THE EXERCISE:
Convert everything from the line containing "Specification: The model inspects the rear window" down to the line containing "xmin=622 ymin=266 xmax=669 ymax=279" into a Markdown table with two columns, Row and Text. Give each line a row number, and leave out any blank lines.

WORKING DATA:
* * * * *
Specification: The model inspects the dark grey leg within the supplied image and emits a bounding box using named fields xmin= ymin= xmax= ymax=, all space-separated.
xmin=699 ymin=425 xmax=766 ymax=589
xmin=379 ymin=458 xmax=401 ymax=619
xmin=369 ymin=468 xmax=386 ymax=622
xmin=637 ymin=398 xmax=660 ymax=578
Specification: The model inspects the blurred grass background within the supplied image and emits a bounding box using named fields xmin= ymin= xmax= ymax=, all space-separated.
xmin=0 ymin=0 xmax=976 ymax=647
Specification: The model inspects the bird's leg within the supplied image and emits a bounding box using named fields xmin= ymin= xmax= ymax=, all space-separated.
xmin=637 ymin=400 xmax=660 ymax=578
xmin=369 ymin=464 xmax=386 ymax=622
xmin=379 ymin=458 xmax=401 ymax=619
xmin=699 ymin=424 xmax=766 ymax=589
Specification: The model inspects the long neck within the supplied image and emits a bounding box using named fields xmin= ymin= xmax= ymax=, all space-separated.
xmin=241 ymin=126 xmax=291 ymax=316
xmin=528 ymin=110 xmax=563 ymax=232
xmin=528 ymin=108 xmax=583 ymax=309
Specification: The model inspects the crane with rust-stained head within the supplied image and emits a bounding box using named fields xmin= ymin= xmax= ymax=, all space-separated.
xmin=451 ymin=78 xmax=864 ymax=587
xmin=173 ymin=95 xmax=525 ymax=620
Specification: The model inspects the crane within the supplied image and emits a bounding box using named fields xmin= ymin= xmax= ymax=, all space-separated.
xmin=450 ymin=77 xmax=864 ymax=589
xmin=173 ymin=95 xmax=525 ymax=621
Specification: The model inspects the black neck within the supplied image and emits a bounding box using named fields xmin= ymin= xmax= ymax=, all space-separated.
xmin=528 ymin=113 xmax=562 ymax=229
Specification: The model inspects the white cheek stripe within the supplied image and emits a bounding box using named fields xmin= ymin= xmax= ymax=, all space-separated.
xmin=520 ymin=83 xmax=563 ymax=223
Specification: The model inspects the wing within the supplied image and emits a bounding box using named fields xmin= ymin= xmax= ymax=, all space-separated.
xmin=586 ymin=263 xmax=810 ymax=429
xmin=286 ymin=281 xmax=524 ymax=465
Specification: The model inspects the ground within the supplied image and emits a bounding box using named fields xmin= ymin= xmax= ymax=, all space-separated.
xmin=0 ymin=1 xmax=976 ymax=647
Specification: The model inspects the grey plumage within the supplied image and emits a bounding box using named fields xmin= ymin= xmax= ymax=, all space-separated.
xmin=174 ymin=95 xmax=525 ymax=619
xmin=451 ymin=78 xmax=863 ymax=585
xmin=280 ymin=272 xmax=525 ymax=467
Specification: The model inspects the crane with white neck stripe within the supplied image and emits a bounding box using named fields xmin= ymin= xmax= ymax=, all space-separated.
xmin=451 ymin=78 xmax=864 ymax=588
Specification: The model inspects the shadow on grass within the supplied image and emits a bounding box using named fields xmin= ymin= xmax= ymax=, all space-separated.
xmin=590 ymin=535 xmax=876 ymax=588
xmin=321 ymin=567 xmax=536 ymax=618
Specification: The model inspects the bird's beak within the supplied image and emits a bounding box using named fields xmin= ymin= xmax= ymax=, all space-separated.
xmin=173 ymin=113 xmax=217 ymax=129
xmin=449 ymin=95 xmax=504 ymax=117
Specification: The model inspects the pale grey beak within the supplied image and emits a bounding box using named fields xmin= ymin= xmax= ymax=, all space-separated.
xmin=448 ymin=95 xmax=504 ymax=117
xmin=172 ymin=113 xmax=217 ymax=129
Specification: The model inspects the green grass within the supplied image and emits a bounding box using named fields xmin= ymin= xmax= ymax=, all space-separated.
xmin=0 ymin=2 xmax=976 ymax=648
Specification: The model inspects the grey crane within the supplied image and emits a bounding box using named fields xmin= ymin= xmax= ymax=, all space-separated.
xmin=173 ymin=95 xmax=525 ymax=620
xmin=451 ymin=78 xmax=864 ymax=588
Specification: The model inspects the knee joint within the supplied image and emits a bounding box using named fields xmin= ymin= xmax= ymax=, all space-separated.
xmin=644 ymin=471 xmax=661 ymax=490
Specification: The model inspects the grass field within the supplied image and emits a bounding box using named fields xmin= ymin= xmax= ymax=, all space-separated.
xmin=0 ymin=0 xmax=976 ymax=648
* * * * *
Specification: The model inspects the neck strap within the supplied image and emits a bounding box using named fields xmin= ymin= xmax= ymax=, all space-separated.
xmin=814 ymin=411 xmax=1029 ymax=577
* * * * *
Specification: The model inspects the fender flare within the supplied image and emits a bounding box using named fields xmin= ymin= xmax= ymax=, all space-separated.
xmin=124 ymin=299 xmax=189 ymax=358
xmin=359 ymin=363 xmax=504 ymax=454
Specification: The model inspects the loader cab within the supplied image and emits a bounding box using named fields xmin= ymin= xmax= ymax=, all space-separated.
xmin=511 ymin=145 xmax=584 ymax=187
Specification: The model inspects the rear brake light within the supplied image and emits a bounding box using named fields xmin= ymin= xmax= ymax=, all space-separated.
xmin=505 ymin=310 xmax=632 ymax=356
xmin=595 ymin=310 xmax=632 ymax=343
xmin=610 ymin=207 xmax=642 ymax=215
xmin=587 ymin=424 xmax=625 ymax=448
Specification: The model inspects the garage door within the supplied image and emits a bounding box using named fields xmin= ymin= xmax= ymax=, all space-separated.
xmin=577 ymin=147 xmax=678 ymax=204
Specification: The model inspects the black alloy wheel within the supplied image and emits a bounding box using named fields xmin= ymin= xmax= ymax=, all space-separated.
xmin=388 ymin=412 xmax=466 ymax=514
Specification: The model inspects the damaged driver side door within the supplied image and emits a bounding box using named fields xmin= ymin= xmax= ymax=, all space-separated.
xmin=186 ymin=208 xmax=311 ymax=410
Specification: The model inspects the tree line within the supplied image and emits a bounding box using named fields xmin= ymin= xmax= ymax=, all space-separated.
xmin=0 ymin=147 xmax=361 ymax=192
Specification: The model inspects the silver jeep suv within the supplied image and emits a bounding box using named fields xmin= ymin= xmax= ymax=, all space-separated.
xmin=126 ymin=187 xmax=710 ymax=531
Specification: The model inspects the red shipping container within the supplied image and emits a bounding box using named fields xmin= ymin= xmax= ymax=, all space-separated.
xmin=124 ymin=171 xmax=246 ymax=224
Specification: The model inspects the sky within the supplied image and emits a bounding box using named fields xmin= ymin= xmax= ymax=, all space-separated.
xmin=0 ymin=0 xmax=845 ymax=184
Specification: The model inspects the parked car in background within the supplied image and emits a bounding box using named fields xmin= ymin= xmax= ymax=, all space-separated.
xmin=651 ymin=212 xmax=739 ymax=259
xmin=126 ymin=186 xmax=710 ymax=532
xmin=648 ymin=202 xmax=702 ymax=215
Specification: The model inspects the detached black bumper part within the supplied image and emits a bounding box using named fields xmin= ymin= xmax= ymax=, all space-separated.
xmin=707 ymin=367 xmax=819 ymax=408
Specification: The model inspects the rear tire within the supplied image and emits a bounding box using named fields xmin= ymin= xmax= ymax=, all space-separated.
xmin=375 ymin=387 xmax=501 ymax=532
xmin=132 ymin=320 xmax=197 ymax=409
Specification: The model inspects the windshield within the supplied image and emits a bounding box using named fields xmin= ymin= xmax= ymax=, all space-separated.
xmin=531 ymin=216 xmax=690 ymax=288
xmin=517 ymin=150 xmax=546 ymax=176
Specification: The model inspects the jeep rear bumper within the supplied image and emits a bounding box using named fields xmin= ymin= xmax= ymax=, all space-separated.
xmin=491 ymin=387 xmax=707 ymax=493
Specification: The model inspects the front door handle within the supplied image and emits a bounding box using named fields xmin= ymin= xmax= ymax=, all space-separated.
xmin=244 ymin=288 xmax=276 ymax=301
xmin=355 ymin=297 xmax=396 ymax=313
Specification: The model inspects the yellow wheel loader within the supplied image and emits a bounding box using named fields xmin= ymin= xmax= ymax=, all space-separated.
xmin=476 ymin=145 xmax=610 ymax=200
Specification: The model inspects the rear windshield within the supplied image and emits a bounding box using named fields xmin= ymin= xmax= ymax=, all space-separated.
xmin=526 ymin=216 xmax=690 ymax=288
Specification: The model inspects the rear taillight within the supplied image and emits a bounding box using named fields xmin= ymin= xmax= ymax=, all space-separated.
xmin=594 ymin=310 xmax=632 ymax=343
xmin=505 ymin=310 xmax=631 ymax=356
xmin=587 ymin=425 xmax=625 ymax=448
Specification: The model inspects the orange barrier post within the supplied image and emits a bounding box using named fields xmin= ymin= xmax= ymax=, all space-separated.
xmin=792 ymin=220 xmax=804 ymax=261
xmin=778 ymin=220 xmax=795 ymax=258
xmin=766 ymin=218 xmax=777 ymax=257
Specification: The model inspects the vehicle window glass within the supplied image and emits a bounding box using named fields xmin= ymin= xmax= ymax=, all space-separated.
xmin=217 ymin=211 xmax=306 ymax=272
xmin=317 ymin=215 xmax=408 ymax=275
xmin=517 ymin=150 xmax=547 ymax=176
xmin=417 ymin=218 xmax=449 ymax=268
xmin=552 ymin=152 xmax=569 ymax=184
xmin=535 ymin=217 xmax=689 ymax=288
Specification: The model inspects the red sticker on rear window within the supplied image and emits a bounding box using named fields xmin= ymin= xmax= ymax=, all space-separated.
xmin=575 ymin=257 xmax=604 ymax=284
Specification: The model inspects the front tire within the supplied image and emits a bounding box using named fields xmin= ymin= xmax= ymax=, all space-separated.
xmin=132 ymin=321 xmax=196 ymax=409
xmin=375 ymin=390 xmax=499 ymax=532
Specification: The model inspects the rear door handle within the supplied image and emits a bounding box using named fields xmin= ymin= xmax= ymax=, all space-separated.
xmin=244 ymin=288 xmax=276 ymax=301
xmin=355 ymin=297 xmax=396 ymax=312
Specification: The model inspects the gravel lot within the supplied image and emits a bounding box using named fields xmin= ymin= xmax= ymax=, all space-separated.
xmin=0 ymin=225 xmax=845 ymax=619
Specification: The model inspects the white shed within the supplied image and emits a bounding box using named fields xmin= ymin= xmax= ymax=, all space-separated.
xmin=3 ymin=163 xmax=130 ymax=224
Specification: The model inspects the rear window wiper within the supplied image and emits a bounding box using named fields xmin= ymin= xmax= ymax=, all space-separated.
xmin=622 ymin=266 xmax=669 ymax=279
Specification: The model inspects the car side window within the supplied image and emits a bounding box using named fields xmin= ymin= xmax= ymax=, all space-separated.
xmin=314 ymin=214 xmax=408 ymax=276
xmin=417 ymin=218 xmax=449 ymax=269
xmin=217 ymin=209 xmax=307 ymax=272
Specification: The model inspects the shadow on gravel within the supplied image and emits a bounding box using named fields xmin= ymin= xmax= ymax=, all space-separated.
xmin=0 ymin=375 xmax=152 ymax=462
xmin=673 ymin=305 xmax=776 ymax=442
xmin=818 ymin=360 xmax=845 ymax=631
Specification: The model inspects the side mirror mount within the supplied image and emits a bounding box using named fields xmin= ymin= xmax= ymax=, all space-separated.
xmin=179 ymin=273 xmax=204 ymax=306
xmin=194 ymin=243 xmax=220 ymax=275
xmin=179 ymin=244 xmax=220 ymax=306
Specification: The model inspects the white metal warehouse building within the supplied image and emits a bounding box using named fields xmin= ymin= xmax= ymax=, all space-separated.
* * * * *
RESULT BELOW:
| Row | Text |
|---|---|
| 1 | Specification: The model inspects the rear window wiper within the supplied image and emits a bounding box using named fields xmin= ymin= xmax= ymax=, all space-separated. |
| 2 | xmin=622 ymin=266 xmax=669 ymax=279 |